> Assigned task 1
In the book review below, which story is the reviewer's standout favorite?
** Source extract follows **
Series: Selected Stories: Science Fiction (#2)

Genre: Various

Pages: 325

Publication Date: 29/01/19

Verdict: 4.75/5

 

Sixteen more stories from one of SF’s modern greats.

 

As with Volume 1, this a series of short stories and novellas, each with an accompanying introduction from Anderson himself. Most of these are solo efforts, but there are a few collaborative pieces here too, though not as many as in the first volume. Capping off the collection is an extract from Anderson’s novel Hopscotch, serving as a perfect bridge between shorter works and novel-length stories. Indeed, a lot of these stories are more novellas than short stories, with more in-depth worldbuilding and plotting than most shorts I’ve read.

‘Prisons’ is my stand-out favourite piece. A collaboration with Doug Beason, it has similar themes to the pair’s work in Volume 1. Specifically, the relationship between AI minds and humans. It’s tightly plotted, with a mean twist, and hints at a much larger universe to tell stories in. In brief, the perfect short story. I believe the pair have a novel coming out in the near-future, so I’ll definitely be looking into that.

Praise must also be given to the ‘One Night Stand’, ‘Show Me Some Skin’ and ‘The Happy Hookermorph’, a trio of stories that are, Anderson admits, racier than his usual fare. I must admit, I never expected to be so enthralled with the comedic espionage of a shape-shifting prostitute, but ‘The Happy Hookermorph’ was as pleasant a surprise for me as she is for her customers. The introduction to ‘Show Me Some Skin, hit a personal note for me. An erotica written in pursuit of an MFA degree, it’s a brilliant display of a writer subverting the demands of a lecturer. Having recently completed a Masters of my own, I’m glad to see I’m not the only one who twisted assignments to a more SF persuasion.

A fair few of these stories were written on demand for various anthologies over the years, and put together they show the diversity of Anderson’s writing. One of his real strengths is taking a prompt and just running with it, weaving a story that’s as unpredictable as it is entertaining. The introductions to these pieces also show the experience Anderson has in the publishing world, and the contacts he’s made. reading those snippets and anecdotes, it’s just like being back in an Asimov paperback, glimpsing the esoteric world of SF’s Golden Age.

 

All told, Volume 2 is as strong as Volume 1. I’d highly recommend picking them up if you get the chance.
** End of Source extract **
> Assigned task 2
List every row of the stored data that contains the string "loose". Case counts.
** Records for this exercise follows **
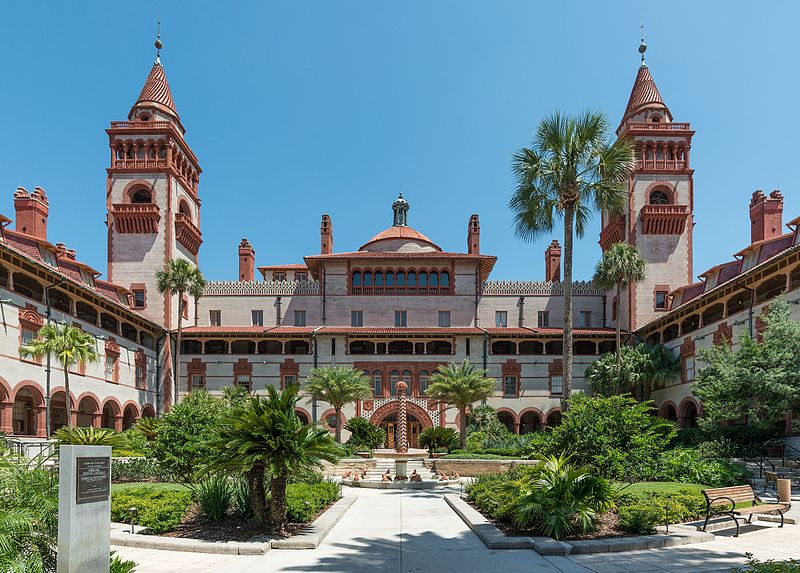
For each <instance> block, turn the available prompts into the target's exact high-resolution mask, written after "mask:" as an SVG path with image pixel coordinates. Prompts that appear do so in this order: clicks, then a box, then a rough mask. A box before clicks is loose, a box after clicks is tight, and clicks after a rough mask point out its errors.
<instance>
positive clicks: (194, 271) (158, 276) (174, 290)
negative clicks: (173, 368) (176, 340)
mask: <svg viewBox="0 0 800 573" xmlns="http://www.w3.org/2000/svg"><path fill="white" fill-rule="evenodd" d="M156 288H157V289H158V292H159V293H161V294H164V293H169V294H177V295H178V332H177V343H176V345H175V372H173V373H172V378H173V386H174V395H173V398H172V402H173V404H177V403H178V389H179V387H180V371H181V334H182V330H183V295H184V294H187V293H188V294H189V295H190V296H191V297H193V298H194V299H198V298H200V297H201V296H203V293H204V291H205V288H206V279H205V277H204V276H203V273H201V272H200V269H198V268H197V267H196V266H194V265H193V264H192V263H190V262H189V261H187V260H186V259H172V260H171V261H169V262H168V263H167V266H166V268H165V269H164V270H163V271H158V272H157V273H156Z"/></svg>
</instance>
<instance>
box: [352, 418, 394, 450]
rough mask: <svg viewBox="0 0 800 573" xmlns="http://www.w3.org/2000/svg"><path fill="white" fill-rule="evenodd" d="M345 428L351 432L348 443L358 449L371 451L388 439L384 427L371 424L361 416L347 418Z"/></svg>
mask: <svg viewBox="0 0 800 573" xmlns="http://www.w3.org/2000/svg"><path fill="white" fill-rule="evenodd" d="M344 429H345V430H347V431H348V432H350V438H349V439H348V440H347V445H348V446H350V447H352V448H353V449H354V450H356V451H359V450H368V451H370V452H371V451H372V450H374V449H375V448H379V447H381V446H382V445H383V442H384V440H386V431H385V430H384V429H383V428H381V427H380V426H376V425H375V424H371V423H370V422H369V421H368V420H365V419H364V418H361V417H359V416H356V417H354V418H350V419H349V420H347V423H345V425H344Z"/></svg>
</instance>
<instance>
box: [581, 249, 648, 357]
mask: <svg viewBox="0 0 800 573" xmlns="http://www.w3.org/2000/svg"><path fill="white" fill-rule="evenodd" d="M646 271H647V261H646V260H644V259H643V258H642V256H641V255H640V254H639V249H637V248H636V246H635V245H628V244H625V243H615V244H613V245H611V248H609V249H608V250H607V251H606V252H605V253H603V258H601V259H600V260H599V261H598V263H597V266H596V267H595V269H594V278H593V279H592V280H593V281H594V284H596V285H597V286H598V287H600V288H602V289H603V290H611V289H612V288H613V289H615V291H616V297H617V320H616V323H617V324H616V327H617V351H616V356H617V363H619V359H620V345H621V343H622V336H621V332H622V319H621V317H622V312H621V308H622V289H624V288H629V287H630V286H631V285H632V284H633V283H636V282H638V281H642V280H644V277H645V273H646ZM630 316H631V305H630V297H628V321H630Z"/></svg>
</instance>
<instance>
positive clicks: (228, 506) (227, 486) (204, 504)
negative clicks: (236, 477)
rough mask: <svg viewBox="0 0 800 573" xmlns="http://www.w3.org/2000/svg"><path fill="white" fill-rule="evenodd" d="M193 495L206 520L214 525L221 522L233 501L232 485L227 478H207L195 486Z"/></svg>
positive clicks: (219, 477) (215, 475) (227, 478)
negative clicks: (231, 501)
mask: <svg viewBox="0 0 800 573" xmlns="http://www.w3.org/2000/svg"><path fill="white" fill-rule="evenodd" d="M194 493H195V497H196V498H197V504H198V505H199V506H200V511H201V512H202V513H203V515H204V516H205V518H206V519H208V520H209V521H213V522H215V523H219V522H220V521H222V520H223V518H224V517H225V514H226V513H227V512H228V508H229V507H230V506H231V501H232V499H233V490H232V484H231V480H230V478H228V476H226V475H223V474H217V475H211V476H208V477H207V478H205V479H204V480H203V481H201V482H200V483H199V484H197V487H196V488H195V492H194Z"/></svg>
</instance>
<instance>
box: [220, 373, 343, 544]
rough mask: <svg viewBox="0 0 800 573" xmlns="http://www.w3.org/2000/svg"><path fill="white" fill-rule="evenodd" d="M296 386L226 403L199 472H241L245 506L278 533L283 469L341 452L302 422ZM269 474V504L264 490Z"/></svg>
mask: <svg viewBox="0 0 800 573" xmlns="http://www.w3.org/2000/svg"><path fill="white" fill-rule="evenodd" d="M297 392H298V389H297V386H296V385H291V386H287V387H286V389H285V390H283V391H278V390H276V389H275V388H274V387H273V386H269V387H267V396H252V397H250V398H248V399H247V400H245V401H244V402H243V403H241V404H238V405H234V406H232V407H230V408H228V410H227V412H226V414H225V415H224V416H223V417H222V420H221V422H220V425H219V429H218V431H217V434H216V437H215V438H213V439H212V440H210V441H209V443H208V445H209V447H210V449H211V452H212V453H211V454H210V459H209V460H208V464H207V465H206V468H205V471H206V472H208V471H212V470H234V471H243V472H244V473H245V475H246V477H247V482H248V485H249V490H250V505H251V506H252V508H253V513H254V514H255V516H256V518H257V519H258V521H259V523H261V524H262V526H264V527H268V528H269V529H270V530H272V531H273V532H280V531H281V530H282V529H283V527H284V525H285V523H286V484H287V481H288V478H289V474H290V473H292V472H296V471H298V470H301V469H308V468H313V467H319V466H320V462H321V461H323V460H324V461H327V462H331V463H333V462H336V461H337V460H338V459H339V458H340V457H341V456H342V455H343V452H342V450H341V448H340V447H339V446H338V445H336V443H335V442H334V441H333V438H331V436H330V434H329V433H328V432H327V430H325V429H323V428H320V427H319V426H312V425H307V424H303V423H302V422H301V421H300V418H298V417H297V414H295V412H294V408H295V405H296V404H297V400H298V395H297ZM267 475H269V476H270V477H271V480H270V504H269V511H268V510H267V498H266V495H265V492H264V478H265V477H266V476H267Z"/></svg>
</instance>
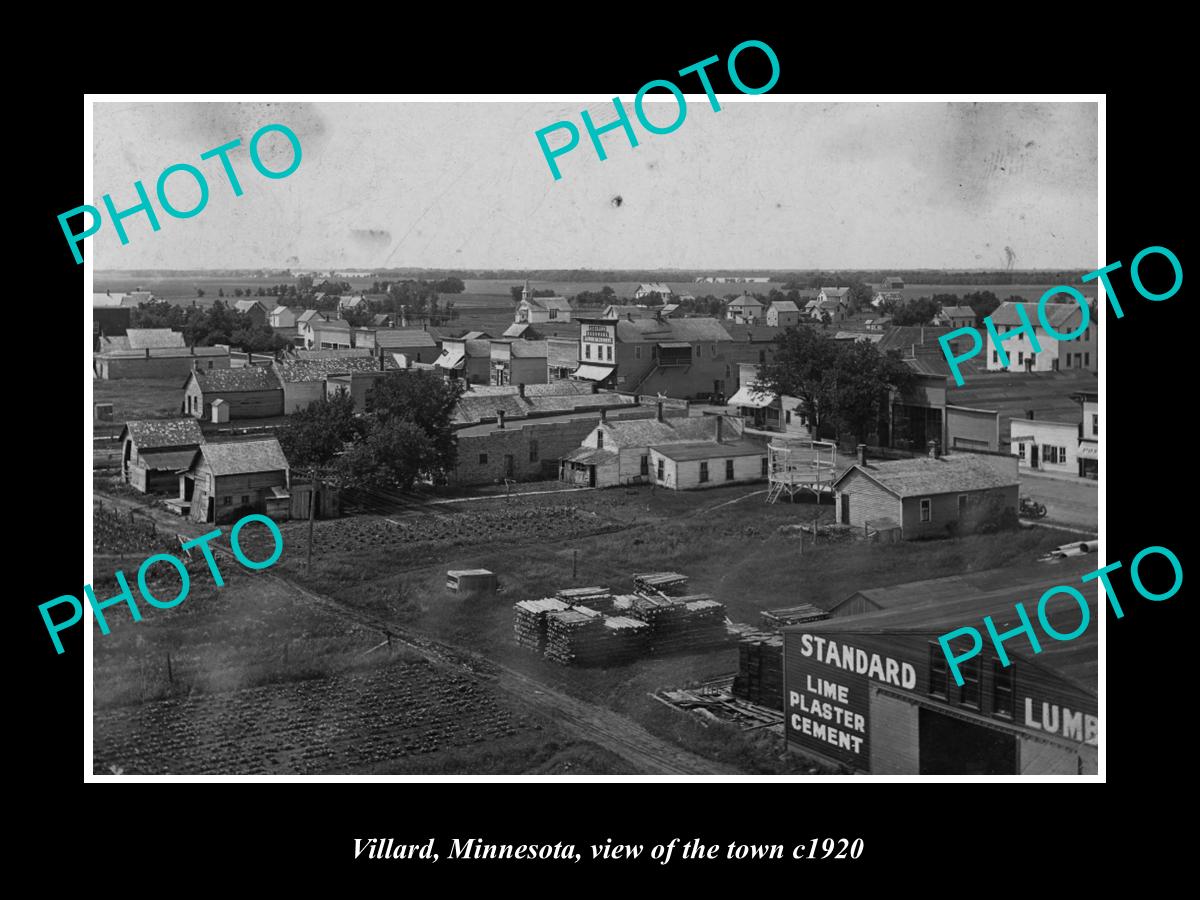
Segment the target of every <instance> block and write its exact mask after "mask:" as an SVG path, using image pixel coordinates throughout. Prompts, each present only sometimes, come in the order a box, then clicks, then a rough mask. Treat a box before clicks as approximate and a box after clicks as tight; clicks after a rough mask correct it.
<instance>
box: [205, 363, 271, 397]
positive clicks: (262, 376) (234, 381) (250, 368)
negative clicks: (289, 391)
mask: <svg viewBox="0 0 1200 900" xmlns="http://www.w3.org/2000/svg"><path fill="white" fill-rule="evenodd" d="M193 377H194V378H196V380H197V382H198V383H199V385H200V390H202V391H203V392H205V394H208V392H210V391H212V392H214V394H239V392H241V391H265V390H282V388H283V385H282V384H281V383H280V377H278V376H277V374H276V373H275V370H274V367H272V366H244V367H242V368H209V370H204V368H193V370H192V374H191V376H188V380H191V378H193ZM185 386H186V385H185Z"/></svg>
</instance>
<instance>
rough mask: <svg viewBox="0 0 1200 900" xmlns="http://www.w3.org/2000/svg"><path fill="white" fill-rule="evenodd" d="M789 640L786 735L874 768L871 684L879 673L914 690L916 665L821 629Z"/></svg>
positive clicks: (787, 673) (786, 717)
mask: <svg viewBox="0 0 1200 900" xmlns="http://www.w3.org/2000/svg"><path fill="white" fill-rule="evenodd" d="M787 640H788V643H787V672H786V677H785V682H786V685H787V689H788V690H787V709H786V713H787V716H786V730H787V740H788V742H794V743H796V744H798V745H800V746H803V748H806V749H810V750H812V751H814V752H817V754H821V755H822V756H827V757H830V758H834V760H838V761H839V762H844V763H845V764H847V766H850V767H851V768H858V769H866V768H870V766H869V750H870V746H869V736H868V716H869V714H870V697H869V696H868V684H869V683H870V680H871V679H872V678H874V679H875V680H877V682H882V683H883V684H892V685H894V686H896V688H905V689H907V690H911V689H912V688H914V686H916V684H917V671H916V670H914V668H913V667H912V665H911V664H908V662H900V661H898V660H895V659H892V658H890V656H883V655H881V654H878V653H869V652H866V650H864V649H860V648H858V647H853V646H851V644H847V643H844V642H839V641H833V640H829V638H827V637H822V636H821V635H810V634H800V635H794V636H788V638H787Z"/></svg>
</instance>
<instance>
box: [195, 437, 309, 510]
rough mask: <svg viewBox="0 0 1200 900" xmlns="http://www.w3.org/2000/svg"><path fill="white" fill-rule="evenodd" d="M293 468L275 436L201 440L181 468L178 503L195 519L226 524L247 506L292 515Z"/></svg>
mask: <svg viewBox="0 0 1200 900" xmlns="http://www.w3.org/2000/svg"><path fill="white" fill-rule="evenodd" d="M289 478H290V473H289V469H288V461H287V458H286V457H284V456H283V449H282V448H281V446H280V442H278V440H276V439H275V438H263V439H258V440H230V442H224V443H218V444H211V443H210V444H200V446H199V448H198V449H197V450H196V451H194V452H193V455H192V462H191V464H190V466H187V467H186V468H185V469H184V470H182V472H180V473H179V503H178V504H176V505H180V506H181V508H184V509H186V510H187V514H188V515H190V517H191V518H192V520H193V521H196V522H211V523H215V524H222V523H224V522H234V521H236V520H239V518H241V516H244V515H246V514H247V512H265V514H266V515H268V516H270V517H271V518H275V520H280V521H283V520H287V518H288V517H289V516H290V508H292V497H290V494H289V492H288V487H289Z"/></svg>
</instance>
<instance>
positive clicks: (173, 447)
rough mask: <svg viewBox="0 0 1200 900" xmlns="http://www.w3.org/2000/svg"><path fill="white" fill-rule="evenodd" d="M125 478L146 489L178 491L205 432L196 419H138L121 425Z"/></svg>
mask: <svg viewBox="0 0 1200 900" xmlns="http://www.w3.org/2000/svg"><path fill="white" fill-rule="evenodd" d="M120 442H121V478H122V479H124V480H125V481H127V482H128V485H130V486H131V487H133V488H134V490H137V491H142V492H143V493H174V492H175V488H176V487H178V485H179V476H178V475H176V473H178V472H179V470H180V469H184V468H187V467H188V466H190V464H191V462H192V457H194V456H196V451H197V450H198V449H199V446H200V444H203V443H204V434H203V433H202V432H200V425H199V422H197V421H196V420H194V419H138V420H132V421H127V422H125V427H124V428H121V436H120Z"/></svg>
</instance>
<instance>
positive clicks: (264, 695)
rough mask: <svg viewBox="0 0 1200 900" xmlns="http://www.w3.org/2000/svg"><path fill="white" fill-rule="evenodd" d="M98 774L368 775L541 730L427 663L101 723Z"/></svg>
mask: <svg viewBox="0 0 1200 900" xmlns="http://www.w3.org/2000/svg"><path fill="white" fill-rule="evenodd" d="M94 726H95V757H94V764H95V772H96V773H97V774H112V773H113V767H115V768H119V769H121V770H122V772H124V773H125V774H156V775H157V774H167V773H172V774H217V773H222V774H223V773H234V774H269V773H275V774H317V773H326V772H347V770H356V772H361V770H362V769H364V768H365V767H371V766H378V764H380V763H384V762H388V761H392V760H402V758H408V757H421V756H431V757H432V756H433V755H437V754H438V752H439V751H446V750H452V749H455V748H463V746H468V745H473V744H480V743H484V742H494V740H499V739H502V738H505V737H512V736H517V734H522V733H527V732H530V731H536V730H539V728H540V726H539V725H536V724H535V722H533V721H532V720H529V719H528V718H526V716H522V715H517V714H515V713H514V712H512V710H511V709H510V708H509V707H508V706H506V704H505V701H503V700H502V698H500V697H499V696H498V695H497V692H496V691H493V690H492V689H491V688H488V686H487V685H485V684H484V683H481V682H479V680H475V679H473V678H470V677H469V676H466V674H460V673H452V672H445V671H443V670H439V668H436V667H434V666H432V665H430V664H428V662H425V661H418V662H392V664H390V665H386V666H383V667H380V668H377V670H373V671H371V672H354V673H348V674H340V676H335V677H331V678H317V679H311V680H305V682H294V683H288V684H276V685H264V686H259V688H251V689H246V690H239V691H229V692H224V694H208V695H197V696H193V697H190V698H180V700H164V701H158V702H154V703H144V704H140V706H134V707H120V708H115V709H106V710H98V712H96V713H95V714H94Z"/></svg>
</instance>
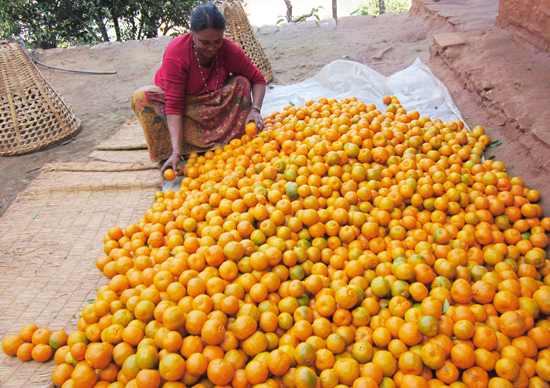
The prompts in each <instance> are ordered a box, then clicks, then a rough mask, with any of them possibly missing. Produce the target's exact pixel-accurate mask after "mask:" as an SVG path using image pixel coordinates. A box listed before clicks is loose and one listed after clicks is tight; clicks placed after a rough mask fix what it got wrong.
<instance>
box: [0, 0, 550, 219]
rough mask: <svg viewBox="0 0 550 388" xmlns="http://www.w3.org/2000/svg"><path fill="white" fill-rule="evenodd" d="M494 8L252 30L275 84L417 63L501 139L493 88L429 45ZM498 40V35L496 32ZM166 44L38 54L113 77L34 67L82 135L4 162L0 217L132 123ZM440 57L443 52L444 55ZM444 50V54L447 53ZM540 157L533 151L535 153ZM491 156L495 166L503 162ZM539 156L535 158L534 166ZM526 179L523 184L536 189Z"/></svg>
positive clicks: (476, 67) (490, 59)
mask: <svg viewBox="0 0 550 388" xmlns="http://www.w3.org/2000/svg"><path fill="white" fill-rule="evenodd" d="M497 7H498V0H478V1H474V0H464V1H460V0H443V1H440V2H433V1H431V0H414V1H413V8H412V9H411V11H410V12H406V13H403V14H384V15H381V16H380V17H377V18H375V17H372V16H356V17H346V18H341V19H338V21H337V23H335V22H334V21H333V20H332V21H325V22H315V21H314V22H305V23H300V24H296V25H287V26H284V25H281V26H279V27H275V26H264V27H261V28H260V29H259V30H257V36H258V40H259V42H260V43H261V45H262V47H263V48H264V50H265V53H266V54H267V56H268V58H269V60H270V61H271V65H272V69H273V73H274V76H275V80H274V83H276V84H292V83H296V82H299V81H301V80H304V79H306V78H309V77H311V76H313V75H314V74H316V73H317V72H318V71H319V70H320V69H321V68H322V67H323V66H324V65H326V64H327V63H329V62H331V61H333V60H336V59H349V60H354V61H357V62H360V63H363V64H366V65H368V66H370V67H372V68H373V69H375V70H377V71H379V72H380V73H382V74H383V75H386V76H387V75H390V74H393V73H394V72H396V71H398V70H401V69H404V68H406V67H408V66H409V65H411V64H412V63H413V62H414V60H415V59H416V58H417V57H418V58H420V59H421V60H422V61H424V62H425V63H429V65H430V67H431V68H432V71H433V72H434V73H435V74H436V75H437V76H439V77H440V78H441V79H442V80H443V81H444V83H445V84H446V85H447V87H448V88H449V90H450V91H451V93H452V95H453V98H455V103H456V104H457V106H458V107H459V109H461V111H462V113H463V114H464V116H465V117H466V121H467V123H468V124H469V125H470V126H475V125H484V126H487V127H495V130H494V133H495V134H496V135H497V136H498V135H499V132H498V131H505V130H506V128H507V127H506V126H505V123H501V124H502V125H500V124H498V123H497V124H495V122H494V118H495V117H497V116H498V112H497V113H494V112H493V114H489V115H487V114H486V109H487V104H486V102H487V101H486V100H484V99H483V98H481V97H480V95H479V93H480V92H483V90H485V91H487V90H491V89H492V88H495V89H497V88H496V87H494V85H493V86H492V87H490V88H489V89H484V88H485V87H486V86H487V85H481V86H480V87H478V88H477V89H481V90H480V91H478V90H477V89H476V88H475V87H472V86H471V85H470V86H468V80H469V78H468V75H469V73H468V71H469V70H470V68H468V66H467V65H468V63H469V64H470V67H471V66H473V64H472V61H471V60H470V61H468V59H467V58H466V59H465V61H464V64H459V65H457V66H455V67H454V68H453V69H454V72H453V70H451V68H452V67H453V66H454V65H453V64H454V63H455V62H456V61H458V59H457V58H451V57H448V56H446V55H439V58H440V60H437V58H436V59H433V60H431V61H430V45H432V46H433V44H434V43H433V42H434V36H435V35H438V34H441V33H449V32H451V33H452V32H454V33H465V34H466V33H467V34H473V35H469V38H468V39H472V40H473V41H475V39H476V35H475V34H478V35H477V36H478V37H479V34H481V35H483V34H485V32H486V31H489V30H491V29H492V28H493V27H494V25H495V20H496V13H497ZM495 34H497V35H498V34H502V31H501V32H495ZM499 36H501V35H499ZM169 41H170V38H166V37H163V38H157V39H151V40H147V41H131V42H125V43H118V42H111V43H104V44H100V45H97V46H93V47H89V46H80V47H74V48H70V49H52V50H45V51H41V50H39V51H35V52H34V55H35V56H36V58H37V59H38V60H40V61H42V62H44V63H47V64H50V65H54V66H60V67H65V68H72V69H80V70H99V71H105V70H116V71H117V74H115V75H90V74H79V73H69V72H62V71H58V70H52V69H47V68H44V67H41V66H39V69H40V71H42V72H43V74H44V76H45V77H46V79H47V80H48V81H49V82H50V83H51V84H52V86H53V87H54V88H55V89H56V90H57V91H58V92H59V93H60V94H61V95H63V96H64V98H65V99H66V100H67V101H68V102H69V103H70V104H71V105H72V106H73V108H74V109H75V111H76V114H77V116H78V117H79V118H80V119H81V120H82V128H81V130H80V131H79V132H78V133H77V135H76V136H75V137H74V138H73V139H69V141H65V142H62V143H61V144H58V145H55V146H52V147H49V148H48V149H45V150H42V151H39V152H35V153H32V154H28V155H22V156H16V157H1V158H0V180H1V181H2V182H4V185H2V186H0V215H1V214H3V213H4V212H5V210H6V209H7V207H8V206H9V204H10V203H11V202H12V201H13V199H14V198H15V197H16V195H17V193H19V192H20V191H22V190H23V189H24V188H25V187H26V185H27V184H28V183H29V182H30V181H31V180H32V179H33V178H35V177H36V176H37V175H38V174H39V173H40V167H42V166H43V165H44V164H45V163H49V162H52V161H77V160H87V158H88V156H89V155H90V153H91V152H92V150H93V147H94V146H95V145H97V144H98V143H100V142H102V141H105V140H107V139H109V138H110V137H111V136H112V135H113V134H114V133H115V132H116V131H117V130H118V129H119V128H120V126H121V125H122V124H123V123H124V122H125V121H126V120H127V119H129V118H131V117H132V116H133V112H132V109H131V107H130V97H131V95H132V92H133V91H134V90H135V89H137V88H138V87H140V86H144V85H148V84H151V83H152V80H153V76H154V74H155V72H156V70H157V69H158V67H159V66H160V64H161V60H162V54H163V52H164V49H165V47H166V45H167V44H168V43H169ZM497 43H498V42H497ZM493 48H494V47H493ZM484 49H487V47H485V48H484ZM441 51H442V52H443V51H445V50H444V48H441ZM467 51H468V50H467V49H464V48H463V51H462V52H460V53H459V54H456V55H455V56H460V55H463V56H466V55H467ZM436 52H437V48H434V47H432V56H434V55H435V56H436V57H437V53H436ZM445 52H446V53H447V54H448V53H449V50H447V51H445ZM483 54H484V55H478V56H477V57H476V58H475V66H473V67H475V69H484V68H485V69H493V70H494V68H499V66H500V68H501V73H506V68H505V67H504V68H503V66H505V65H506V64H507V62H506V60H504V59H501V60H500V62H495V61H496V59H495V58H496V57H495V56H494V55H491V52H484V53H483ZM545 58H546V57H545ZM445 59H447V60H445ZM542 59H544V58H541V60H542ZM495 63H496V65H495ZM548 63H550V61H549V62H548ZM489 65H493V66H492V67H489ZM457 69H458V70H457ZM524 73H527V72H524ZM465 74H466V75H465ZM522 75H524V76H527V77H530V76H531V74H518V75H515V77H516V78H518V77H519V78H521V76H522ZM515 82H519V83H521V84H522V93H525V94H529V90H528V89H527V88H526V85H530V84H532V82H529V81H527V80H523V81H522V79H519V80H516V81H515ZM470 83H471V82H470ZM489 86H490V85H489ZM503 90H504V92H500V94H499V100H500V101H504V100H506V99H507V98H508V97H510V95H506V93H511V92H506V90H509V89H503ZM475 97H477V98H475ZM544 101H545V100H544V99H540V98H539V100H538V102H537V100H536V99H531V100H530V102H531V103H533V104H535V107H534V108H533V109H530V110H529V112H527V113H531V112H533V111H537V110H542V106H543V104H544ZM536 104H538V105H536ZM405 108H406V107H405ZM494 109H496V108H494ZM264 113H267V112H264ZM501 119H502V118H501ZM516 121H517V120H516ZM499 125H500V127H501V128H500V127H499ZM497 127H498V128H497ZM499 128H500V129H499ZM516 129H517V128H516ZM516 129H513V130H516ZM512 137H513V136H512ZM516 138H517V136H516ZM71 140H72V141H71ZM531 143H533V142H531ZM535 143H536V142H535ZM509 145H510V147H509V151H508V152H507V153H502V156H504V157H506V158H508V157H513V158H514V160H512V162H513V163H512V164H515V165H521V164H522V163H523V165H525V164H526V163H527V164H528V162H529V157H532V155H531V156H529V155H528V154H529V148H528V146H529V144H527V145H525V147H527V148H525V147H524V149H522V150H523V151H525V155H521V154H520V155H518V154H517V151H516V149H515V148H514V147H513V146H512V143H510V144H509ZM531 145H533V144H531ZM504 148H505V147H501V149H504ZM544 149H545V148H544V147H542V148H540V147H539V149H538V153H539V154H540V152H542V151H543V150H544ZM499 152H502V151H499ZM497 156H499V158H500V156H501V154H499V155H497ZM541 156H542V155H538V158H539V159H540V157H541ZM503 160H504V159H503ZM505 161H506V160H505ZM516 161H517V163H516ZM518 171H519V169H518ZM544 171H545V169H544V168H543V169H539V170H538V172H539V173H543V172H544ZM531 175H533V174H531ZM531 175H530V178H529V182H528V183H531V182H533V184H535V183H534V182H535V179H534V178H533V177H532V176H531ZM536 175H537V174H535V177H536ZM546 180H547V179H546ZM543 181H544V180H543ZM549 184H550V183H549ZM535 187H536V185H535Z"/></svg>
** End of Records for this exercise **
> Response area 1
'Prisons', a collaboration with Doug Beason, is the reviewer's standout favorite.

> Response area 2
For each <instance> block, turn the available prompts into the target's exact high-resolution mask, written after "mask:" as an SVG path with image pixel coordinates. Prompts that appear do so in this order: clicks, then a box, then a rough mask. A box before clicks is loose, a box after clicks is tight, and clicks after a rough mask point out its errors.
The prompts in each <instance> are ordered a box, then clicks, then a rough mask, with any of them possibly missing. Produce the target's exact pixel-accurate mask after "mask:" as an SVG path using image pixel coordinates. A box listed before clicks is loose and one listed after clicks is tight; clicks placed after a rough mask fix what it got wrong.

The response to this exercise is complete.